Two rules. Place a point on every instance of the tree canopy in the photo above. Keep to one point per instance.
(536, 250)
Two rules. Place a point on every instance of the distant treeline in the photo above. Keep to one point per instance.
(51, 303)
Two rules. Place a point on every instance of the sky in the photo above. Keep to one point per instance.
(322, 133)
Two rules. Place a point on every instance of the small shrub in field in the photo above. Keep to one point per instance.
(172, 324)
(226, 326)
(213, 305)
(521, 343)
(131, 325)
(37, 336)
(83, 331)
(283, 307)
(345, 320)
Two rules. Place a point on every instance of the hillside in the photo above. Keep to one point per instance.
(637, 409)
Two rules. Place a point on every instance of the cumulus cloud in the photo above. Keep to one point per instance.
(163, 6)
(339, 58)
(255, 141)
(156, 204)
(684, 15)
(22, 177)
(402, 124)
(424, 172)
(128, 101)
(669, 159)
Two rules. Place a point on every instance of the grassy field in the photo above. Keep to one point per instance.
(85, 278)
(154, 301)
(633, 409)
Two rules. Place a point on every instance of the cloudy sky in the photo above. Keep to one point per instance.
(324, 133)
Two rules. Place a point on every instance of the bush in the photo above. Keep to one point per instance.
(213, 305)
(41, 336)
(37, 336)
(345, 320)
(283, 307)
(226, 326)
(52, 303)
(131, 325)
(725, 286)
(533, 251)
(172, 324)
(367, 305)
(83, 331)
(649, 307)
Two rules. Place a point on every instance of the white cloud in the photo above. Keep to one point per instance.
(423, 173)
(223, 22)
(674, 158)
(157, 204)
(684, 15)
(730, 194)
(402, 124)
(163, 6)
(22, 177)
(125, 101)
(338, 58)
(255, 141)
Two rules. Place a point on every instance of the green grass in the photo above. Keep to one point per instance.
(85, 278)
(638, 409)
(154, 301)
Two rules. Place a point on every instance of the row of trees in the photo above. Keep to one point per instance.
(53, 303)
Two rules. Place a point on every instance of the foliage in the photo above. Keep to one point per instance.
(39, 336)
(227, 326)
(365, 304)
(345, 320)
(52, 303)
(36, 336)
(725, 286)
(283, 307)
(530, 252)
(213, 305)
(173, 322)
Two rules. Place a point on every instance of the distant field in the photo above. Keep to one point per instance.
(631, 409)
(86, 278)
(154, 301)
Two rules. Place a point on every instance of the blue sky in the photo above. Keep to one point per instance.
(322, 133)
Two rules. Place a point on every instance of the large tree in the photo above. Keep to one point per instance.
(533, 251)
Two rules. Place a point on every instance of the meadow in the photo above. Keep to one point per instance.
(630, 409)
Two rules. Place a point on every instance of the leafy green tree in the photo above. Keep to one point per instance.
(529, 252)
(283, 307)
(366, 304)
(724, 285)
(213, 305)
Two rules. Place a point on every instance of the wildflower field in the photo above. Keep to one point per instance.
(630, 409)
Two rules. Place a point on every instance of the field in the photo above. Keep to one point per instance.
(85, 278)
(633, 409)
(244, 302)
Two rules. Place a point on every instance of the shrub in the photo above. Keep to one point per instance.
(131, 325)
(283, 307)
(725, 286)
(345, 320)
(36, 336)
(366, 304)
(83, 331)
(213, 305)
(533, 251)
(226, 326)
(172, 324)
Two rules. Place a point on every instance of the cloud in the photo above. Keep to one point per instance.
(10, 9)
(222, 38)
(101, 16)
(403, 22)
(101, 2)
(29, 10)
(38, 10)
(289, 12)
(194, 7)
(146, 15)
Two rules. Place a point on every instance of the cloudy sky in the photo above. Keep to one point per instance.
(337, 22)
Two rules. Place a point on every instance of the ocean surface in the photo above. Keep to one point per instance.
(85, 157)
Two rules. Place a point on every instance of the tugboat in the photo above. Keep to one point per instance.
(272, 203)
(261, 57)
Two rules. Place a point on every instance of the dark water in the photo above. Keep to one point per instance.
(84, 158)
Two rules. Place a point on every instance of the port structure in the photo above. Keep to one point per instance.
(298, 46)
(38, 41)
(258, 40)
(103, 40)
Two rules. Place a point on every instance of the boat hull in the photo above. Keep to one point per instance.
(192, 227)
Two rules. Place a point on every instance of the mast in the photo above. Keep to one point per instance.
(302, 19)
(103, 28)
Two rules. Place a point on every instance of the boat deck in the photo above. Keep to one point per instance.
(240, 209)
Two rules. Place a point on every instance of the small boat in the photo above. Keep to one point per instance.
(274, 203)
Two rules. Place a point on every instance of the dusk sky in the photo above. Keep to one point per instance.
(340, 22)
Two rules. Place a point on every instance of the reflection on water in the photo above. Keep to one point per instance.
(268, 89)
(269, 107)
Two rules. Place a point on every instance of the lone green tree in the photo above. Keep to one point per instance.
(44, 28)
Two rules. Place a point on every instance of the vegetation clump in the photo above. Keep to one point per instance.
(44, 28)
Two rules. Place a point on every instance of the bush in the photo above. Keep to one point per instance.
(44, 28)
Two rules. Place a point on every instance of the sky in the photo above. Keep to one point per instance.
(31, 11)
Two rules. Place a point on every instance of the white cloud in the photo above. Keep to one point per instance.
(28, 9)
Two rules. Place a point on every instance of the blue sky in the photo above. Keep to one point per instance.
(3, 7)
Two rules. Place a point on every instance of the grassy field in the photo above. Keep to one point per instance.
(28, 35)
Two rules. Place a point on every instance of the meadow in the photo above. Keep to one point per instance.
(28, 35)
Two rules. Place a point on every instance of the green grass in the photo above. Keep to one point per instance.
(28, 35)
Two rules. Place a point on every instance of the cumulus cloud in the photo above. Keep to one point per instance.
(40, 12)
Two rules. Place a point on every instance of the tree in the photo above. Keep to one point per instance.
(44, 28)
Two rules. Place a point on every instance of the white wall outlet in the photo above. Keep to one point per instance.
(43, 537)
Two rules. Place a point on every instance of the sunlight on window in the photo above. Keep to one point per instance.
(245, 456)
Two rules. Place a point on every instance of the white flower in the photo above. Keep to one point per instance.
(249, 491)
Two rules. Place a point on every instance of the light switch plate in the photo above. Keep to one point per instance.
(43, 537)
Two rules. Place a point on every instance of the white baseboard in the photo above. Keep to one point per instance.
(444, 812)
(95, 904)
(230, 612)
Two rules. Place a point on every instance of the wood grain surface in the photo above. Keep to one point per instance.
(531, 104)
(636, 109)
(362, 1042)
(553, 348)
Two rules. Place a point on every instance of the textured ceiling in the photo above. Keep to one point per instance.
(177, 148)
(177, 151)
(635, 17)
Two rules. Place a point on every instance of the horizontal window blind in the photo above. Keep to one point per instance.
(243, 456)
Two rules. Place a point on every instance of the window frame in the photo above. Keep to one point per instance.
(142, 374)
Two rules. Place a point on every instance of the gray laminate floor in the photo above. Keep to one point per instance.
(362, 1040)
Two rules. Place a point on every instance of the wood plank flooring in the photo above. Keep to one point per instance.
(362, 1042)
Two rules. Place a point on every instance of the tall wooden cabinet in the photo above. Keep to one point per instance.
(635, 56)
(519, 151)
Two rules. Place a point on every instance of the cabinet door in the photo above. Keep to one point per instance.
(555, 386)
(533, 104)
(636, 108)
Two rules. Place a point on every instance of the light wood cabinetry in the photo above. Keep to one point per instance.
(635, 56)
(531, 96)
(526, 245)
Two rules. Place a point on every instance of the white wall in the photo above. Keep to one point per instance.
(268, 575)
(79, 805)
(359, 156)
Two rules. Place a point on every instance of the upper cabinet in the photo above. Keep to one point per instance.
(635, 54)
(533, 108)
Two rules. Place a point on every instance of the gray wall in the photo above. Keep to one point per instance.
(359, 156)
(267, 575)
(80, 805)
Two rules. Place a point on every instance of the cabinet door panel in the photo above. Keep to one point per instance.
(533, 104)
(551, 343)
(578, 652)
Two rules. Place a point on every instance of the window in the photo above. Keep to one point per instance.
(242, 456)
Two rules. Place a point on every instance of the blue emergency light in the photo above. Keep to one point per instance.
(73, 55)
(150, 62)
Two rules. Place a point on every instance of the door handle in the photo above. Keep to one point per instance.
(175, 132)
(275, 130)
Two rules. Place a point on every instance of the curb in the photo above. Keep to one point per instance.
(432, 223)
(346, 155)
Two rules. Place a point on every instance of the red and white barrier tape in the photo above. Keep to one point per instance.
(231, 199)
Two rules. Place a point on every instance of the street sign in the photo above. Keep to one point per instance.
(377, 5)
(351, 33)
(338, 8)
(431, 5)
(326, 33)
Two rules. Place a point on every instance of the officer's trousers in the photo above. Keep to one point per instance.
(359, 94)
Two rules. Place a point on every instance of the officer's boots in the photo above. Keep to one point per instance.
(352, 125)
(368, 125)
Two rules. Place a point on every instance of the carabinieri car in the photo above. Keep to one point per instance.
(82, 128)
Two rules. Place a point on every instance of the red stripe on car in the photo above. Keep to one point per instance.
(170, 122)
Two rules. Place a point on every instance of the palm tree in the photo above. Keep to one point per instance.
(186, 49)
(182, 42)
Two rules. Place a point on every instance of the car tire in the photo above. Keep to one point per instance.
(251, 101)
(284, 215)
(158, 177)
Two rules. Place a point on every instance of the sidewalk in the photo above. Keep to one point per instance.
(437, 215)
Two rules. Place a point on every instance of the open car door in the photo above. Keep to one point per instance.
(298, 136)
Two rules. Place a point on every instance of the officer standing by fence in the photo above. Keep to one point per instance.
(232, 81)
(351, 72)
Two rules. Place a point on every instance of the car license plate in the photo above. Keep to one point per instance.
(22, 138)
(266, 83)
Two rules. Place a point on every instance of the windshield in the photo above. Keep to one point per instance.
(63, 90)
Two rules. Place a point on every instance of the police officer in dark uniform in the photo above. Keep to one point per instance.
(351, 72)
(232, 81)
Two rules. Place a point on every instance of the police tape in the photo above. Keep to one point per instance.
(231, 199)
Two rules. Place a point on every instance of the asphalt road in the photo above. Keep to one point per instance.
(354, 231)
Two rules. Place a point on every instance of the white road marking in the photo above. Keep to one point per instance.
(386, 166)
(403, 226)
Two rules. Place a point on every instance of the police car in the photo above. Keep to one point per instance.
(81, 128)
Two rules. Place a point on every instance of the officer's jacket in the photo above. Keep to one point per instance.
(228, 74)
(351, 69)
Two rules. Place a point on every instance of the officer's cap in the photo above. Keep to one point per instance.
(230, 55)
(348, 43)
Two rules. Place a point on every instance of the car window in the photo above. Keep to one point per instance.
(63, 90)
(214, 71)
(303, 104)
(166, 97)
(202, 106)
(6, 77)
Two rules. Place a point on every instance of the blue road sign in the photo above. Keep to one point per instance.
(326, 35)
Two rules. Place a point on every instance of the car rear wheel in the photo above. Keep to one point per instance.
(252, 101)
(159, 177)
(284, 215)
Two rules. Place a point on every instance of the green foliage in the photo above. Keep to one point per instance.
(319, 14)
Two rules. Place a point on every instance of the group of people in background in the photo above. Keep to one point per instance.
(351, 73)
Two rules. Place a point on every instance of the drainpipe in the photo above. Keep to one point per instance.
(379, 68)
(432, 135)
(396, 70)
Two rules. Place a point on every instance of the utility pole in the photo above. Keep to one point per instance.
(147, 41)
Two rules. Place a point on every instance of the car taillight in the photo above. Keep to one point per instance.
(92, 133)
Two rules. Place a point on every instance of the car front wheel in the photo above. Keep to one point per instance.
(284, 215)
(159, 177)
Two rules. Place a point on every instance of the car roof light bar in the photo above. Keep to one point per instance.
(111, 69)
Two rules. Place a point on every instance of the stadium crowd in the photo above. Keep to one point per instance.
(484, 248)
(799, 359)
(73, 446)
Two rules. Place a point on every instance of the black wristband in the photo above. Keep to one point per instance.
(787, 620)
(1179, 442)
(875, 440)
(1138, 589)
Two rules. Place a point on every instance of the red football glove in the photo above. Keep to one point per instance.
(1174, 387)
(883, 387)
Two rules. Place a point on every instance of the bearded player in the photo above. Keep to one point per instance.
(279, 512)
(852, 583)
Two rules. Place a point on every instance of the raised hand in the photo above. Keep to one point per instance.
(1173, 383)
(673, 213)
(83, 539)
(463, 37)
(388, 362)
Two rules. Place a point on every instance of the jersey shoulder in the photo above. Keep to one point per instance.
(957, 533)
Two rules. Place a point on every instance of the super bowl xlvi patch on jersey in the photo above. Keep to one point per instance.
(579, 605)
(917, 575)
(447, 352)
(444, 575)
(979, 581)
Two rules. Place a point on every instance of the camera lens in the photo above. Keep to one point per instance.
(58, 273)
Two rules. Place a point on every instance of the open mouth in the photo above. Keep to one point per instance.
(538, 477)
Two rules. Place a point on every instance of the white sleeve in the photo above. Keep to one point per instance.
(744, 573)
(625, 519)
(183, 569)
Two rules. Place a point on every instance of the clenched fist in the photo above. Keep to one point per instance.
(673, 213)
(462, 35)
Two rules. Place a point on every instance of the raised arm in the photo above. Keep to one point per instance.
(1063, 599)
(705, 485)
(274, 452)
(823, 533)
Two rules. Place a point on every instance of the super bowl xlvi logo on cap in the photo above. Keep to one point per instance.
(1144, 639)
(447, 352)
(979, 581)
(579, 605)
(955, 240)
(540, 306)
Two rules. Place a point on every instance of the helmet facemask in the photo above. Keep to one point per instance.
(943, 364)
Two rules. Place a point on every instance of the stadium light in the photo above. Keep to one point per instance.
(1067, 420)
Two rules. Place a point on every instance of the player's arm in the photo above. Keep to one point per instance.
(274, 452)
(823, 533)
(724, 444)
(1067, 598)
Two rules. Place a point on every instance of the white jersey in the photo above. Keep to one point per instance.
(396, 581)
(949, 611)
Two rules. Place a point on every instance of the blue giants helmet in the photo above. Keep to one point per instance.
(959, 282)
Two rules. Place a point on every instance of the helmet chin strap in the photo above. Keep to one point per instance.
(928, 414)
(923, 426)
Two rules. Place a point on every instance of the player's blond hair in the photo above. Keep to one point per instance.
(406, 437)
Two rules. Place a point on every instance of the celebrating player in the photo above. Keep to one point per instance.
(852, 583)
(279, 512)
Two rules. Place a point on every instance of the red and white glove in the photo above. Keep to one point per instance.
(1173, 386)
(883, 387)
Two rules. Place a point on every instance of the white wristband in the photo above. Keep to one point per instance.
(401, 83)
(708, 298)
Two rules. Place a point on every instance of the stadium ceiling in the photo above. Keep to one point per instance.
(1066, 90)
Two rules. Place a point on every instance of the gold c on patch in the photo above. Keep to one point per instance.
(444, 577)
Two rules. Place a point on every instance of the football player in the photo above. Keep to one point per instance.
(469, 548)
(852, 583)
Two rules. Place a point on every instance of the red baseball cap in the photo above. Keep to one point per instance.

++++++

Exercise instructions:
Reproduce the lines from the one containing "Two rules. Place a point on every instance of the gold" through the end of the records, substituting "athlete" for "football player" and leaving everything else unchanged.

Result:
Two rules. Place a point on every instance of the gold c on patch in the photo above. Keep to one point per instance.
(444, 577)
Two rules. Place a point on every instance of the athlete in the photo above. Keep to one point per instance.
(469, 548)
(852, 583)
Two rules. Place a point on every instance of the red baseball cap in the photo above. Keep to one point per instance.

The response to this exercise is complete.